- _DOCUMENT SEGMENT_
34. A method for etching metal nitride material in a semiconductor
fabrication process comprising: dispersing in an etchant spray tool
an etchant comprising ozone and a fully dissociated 49%
hydrofluoric acid, that is further diluted with water, to a
semiconductor substrate having the metal nitride material thereon;
wherein the further dilution of the hydrofluoric acid is tailored
such that the metal nitride material is removed.
35. The etching chemistry of claim 34, further comprising an
etching temperature of around 85.degree. C.
36. The method of claim 34, wherein the further diluted with water
is a dilution of ranges from around 1500:1 to 2500:1.
Description
FIELD OF THE INVENTION
[0001] This invention relates to methods of etching materials
during semiconductor fabrication processes. The invention
particularly relates to etching nitride materials selective to
oxide materials.
BACKGROUND OF THE INVENTION
[0002] In semiconductor fabrication processes it is often necessary
to selectively etch materials (i.e., to etch a particular material
at a faster rate than another material). On common etch electivity
is etching nitride materials to oxide materials. For example,
during processing it may be desirable to etch silicon nitride
selectively relative to a silicon oxide. In the semiconductor
industry, the standard etching process utilized for etching
nitrides selective to un-doped oxides is hot phosphoric acid
(H.sub.3PO.sub.4).
[0003] For example, using hot phosphoric acid at 165.degree. C.
will render the following results: A nitride etch rate at 45
.ANG./min for a film deposited at 700-750.degree. C.; an undoped
oxide etch rate at 1.3 .ANG./min for a film deposited at any
temperature; and a doped oxide etch rate, such as for
borophosphosilicate glass (BPSG), phosphosilicate glass (PSG), or
borosilicate glass (BSG) films, at 45 .ANG./min to 120
.ANG./min.
[0004] Typically when using hot phosphoric acid the selectivity for
nitride to un-doped oxide is around 45:1, at a temperature of
around 165.degree. C. However, when using hot phosphoric acid to
etch nitrides selective to doped annealed oxides, the selectivity
averages around 1:1, as hot phosphoric acid will remove around
15-50 .ANG./minute of oxide material. Therefore, using a hot
phosphoric acid results in a selectivity of about 34:1 for nitride
to oxide and a selectivity of about 1:1 to 1:2 for nitride to doped
oxide.
[0005] Thus, at low temperatures, phosphoric acid is unable to
significantly etch silicon nitride and at high temperatures the
etch rate on silicon oxide will increase while the etch rate on
silicon nitride will decrease. As a result, phosphoric acid is not
an ideal etching solution to remove nitride materials selective to
oxide materials.

- _THE TASKS_
1. Please list the doped oxide films that the etching patent excerpt names, along with their abbreviations.
2. Reproduce the etching patent excerpt from the words "35. The etching" up to and including the words "1500:1 to 2500:1.".

- _DATA_
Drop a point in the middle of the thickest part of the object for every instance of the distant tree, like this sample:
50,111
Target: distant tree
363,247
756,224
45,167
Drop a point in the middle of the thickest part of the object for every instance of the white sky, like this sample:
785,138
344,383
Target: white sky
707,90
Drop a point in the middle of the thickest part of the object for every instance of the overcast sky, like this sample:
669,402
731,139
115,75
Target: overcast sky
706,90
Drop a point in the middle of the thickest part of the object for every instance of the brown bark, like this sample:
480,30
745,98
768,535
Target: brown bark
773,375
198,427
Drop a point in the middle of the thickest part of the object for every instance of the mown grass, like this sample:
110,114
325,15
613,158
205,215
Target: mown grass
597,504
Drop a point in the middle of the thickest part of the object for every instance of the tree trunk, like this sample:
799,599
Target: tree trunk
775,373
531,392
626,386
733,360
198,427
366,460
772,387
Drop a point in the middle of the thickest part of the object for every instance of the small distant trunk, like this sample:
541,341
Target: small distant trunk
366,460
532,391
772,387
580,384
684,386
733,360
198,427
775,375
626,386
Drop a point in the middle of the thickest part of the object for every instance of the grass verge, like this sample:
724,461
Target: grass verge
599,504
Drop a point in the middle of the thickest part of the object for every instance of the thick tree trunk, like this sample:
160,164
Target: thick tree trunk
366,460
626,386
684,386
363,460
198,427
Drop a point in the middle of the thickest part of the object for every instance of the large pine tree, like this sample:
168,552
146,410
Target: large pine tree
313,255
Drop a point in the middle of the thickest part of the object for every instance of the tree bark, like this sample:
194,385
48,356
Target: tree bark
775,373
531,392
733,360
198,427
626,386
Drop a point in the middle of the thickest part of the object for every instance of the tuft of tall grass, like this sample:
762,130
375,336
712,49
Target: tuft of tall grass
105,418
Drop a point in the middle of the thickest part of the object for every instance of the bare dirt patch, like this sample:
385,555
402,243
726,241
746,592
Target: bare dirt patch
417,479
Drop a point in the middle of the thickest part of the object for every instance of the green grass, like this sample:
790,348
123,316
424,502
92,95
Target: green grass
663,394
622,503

- _RESPONSES IN ORDER_
1.
- borophosphosilicate glass (BPSG)
- phosphosilicate glass (PSG)
- borosilicate glass (BSG)

2.
35. The etching chemistry of claim 34, further comprising an
etching temperature of around 85.degree. C.
36. The method of claim 34, wherein the further diluted with water
is a dilution of ranges from around 1500:1 to 2500:1.